_What to do_.
Reproduce the material verbatim, from its first line up to and including the line with "[75,146,95,164]".

[BEGIN Dataset rows]

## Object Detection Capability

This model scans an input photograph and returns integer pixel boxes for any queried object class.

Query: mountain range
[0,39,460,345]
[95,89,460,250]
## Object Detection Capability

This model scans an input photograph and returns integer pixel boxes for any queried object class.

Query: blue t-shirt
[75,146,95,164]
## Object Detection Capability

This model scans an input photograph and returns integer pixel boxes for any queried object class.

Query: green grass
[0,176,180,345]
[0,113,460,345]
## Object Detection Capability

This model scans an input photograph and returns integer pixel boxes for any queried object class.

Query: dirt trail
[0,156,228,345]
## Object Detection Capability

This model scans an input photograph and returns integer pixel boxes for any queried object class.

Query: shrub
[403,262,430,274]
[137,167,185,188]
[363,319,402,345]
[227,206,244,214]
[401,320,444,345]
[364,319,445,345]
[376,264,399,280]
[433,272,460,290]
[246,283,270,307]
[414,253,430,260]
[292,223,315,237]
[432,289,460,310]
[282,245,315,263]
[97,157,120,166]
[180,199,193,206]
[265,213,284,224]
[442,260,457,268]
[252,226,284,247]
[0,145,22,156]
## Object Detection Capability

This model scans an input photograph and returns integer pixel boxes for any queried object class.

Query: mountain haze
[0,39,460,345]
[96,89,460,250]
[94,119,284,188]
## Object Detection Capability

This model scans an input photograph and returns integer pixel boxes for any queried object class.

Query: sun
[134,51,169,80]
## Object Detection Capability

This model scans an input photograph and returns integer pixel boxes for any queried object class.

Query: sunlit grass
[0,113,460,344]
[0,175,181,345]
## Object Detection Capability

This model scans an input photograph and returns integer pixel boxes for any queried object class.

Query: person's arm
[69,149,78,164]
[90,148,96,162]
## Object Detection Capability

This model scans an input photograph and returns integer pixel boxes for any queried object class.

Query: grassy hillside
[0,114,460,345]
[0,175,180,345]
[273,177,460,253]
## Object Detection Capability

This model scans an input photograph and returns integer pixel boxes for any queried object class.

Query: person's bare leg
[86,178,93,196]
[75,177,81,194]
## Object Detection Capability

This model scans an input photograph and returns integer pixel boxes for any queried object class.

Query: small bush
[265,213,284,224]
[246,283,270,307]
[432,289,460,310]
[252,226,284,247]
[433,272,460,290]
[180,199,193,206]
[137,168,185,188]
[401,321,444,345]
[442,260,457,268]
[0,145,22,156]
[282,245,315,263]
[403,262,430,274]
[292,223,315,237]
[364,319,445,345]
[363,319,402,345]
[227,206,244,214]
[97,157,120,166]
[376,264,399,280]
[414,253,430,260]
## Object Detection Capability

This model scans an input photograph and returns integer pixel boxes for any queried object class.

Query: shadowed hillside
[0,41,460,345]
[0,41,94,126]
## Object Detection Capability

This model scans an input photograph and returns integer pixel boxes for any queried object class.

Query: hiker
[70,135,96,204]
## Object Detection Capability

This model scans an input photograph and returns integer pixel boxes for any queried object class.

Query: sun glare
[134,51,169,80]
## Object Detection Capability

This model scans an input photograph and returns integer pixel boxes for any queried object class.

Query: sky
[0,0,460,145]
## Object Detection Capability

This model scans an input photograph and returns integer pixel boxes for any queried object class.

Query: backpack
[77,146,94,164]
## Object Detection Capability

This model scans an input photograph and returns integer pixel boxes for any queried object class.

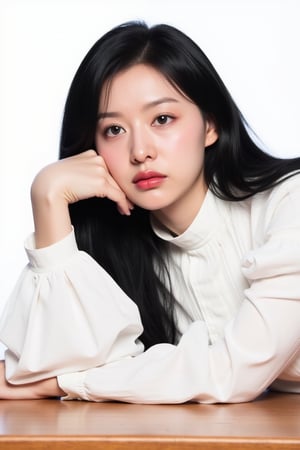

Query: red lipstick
[132,170,166,191]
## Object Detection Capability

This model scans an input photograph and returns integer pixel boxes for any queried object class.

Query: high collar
[151,189,221,250]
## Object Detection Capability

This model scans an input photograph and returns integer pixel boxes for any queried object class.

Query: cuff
[57,371,89,400]
[25,229,78,272]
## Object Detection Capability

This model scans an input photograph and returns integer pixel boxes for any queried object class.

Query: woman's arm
[0,361,65,400]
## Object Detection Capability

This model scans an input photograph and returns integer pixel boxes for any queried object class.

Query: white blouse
[0,175,300,403]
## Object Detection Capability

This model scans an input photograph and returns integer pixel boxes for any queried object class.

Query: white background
[0,0,300,356]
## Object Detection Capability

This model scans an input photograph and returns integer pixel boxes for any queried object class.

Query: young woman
[0,23,300,403]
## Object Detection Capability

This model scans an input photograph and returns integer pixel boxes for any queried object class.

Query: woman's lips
[133,171,166,190]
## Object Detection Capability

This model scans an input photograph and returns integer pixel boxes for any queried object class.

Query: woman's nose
[130,128,156,164]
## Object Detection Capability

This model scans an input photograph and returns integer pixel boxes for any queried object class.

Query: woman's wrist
[32,190,72,248]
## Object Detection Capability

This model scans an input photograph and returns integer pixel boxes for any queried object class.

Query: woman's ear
[205,120,219,147]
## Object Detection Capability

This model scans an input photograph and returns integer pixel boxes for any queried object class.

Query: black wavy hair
[60,22,300,348]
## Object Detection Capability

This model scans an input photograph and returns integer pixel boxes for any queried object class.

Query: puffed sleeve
[58,177,300,403]
[0,232,143,384]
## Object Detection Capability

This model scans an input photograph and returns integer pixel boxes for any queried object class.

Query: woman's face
[96,64,217,232]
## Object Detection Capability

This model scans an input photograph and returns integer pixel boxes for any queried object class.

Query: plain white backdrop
[0,0,300,356]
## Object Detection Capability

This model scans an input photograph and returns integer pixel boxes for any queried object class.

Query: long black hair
[60,22,300,347]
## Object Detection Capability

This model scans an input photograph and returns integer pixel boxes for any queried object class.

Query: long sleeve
[0,232,143,384]
[0,177,300,403]
[58,177,300,403]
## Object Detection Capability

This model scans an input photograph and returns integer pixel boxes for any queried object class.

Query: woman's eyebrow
[97,97,178,120]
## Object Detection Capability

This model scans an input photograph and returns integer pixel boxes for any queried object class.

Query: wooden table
[0,393,300,450]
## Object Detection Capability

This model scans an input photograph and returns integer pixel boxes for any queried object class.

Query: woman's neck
[152,188,207,236]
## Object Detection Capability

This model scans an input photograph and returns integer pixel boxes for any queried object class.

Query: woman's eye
[104,125,125,137]
[154,114,173,125]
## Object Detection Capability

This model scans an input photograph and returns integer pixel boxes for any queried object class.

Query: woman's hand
[0,361,66,400]
[31,150,132,248]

[END Dataset rows]

_Written response_.
## Object Detection Capability

This model scans an input photograph and returns integer pixel boxes for any queried object class.

Query: mountain range
[0,39,460,345]
[95,89,460,250]
## Object Detection Capability

This model scans an input photograph and returns integer pixel boxes for any queried object class.

Query: blue t-shirt
[75,146,95,164]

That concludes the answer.